What is being asked |
In the entries below, find each line with the string "indicate" and copy it.
___ Data under study ___
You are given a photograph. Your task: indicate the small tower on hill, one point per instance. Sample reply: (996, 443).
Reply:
___
___ Data under study ___
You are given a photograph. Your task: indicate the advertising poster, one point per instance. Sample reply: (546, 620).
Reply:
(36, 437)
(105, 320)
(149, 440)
___
Result |
You are given a photograph. Your task: indicate the small tower on hill, one point per instance. Sample reply: (996, 443).
You are given a photograph. Your task: indicate the advertising poster, one point per instance. Sample reply: (546, 620).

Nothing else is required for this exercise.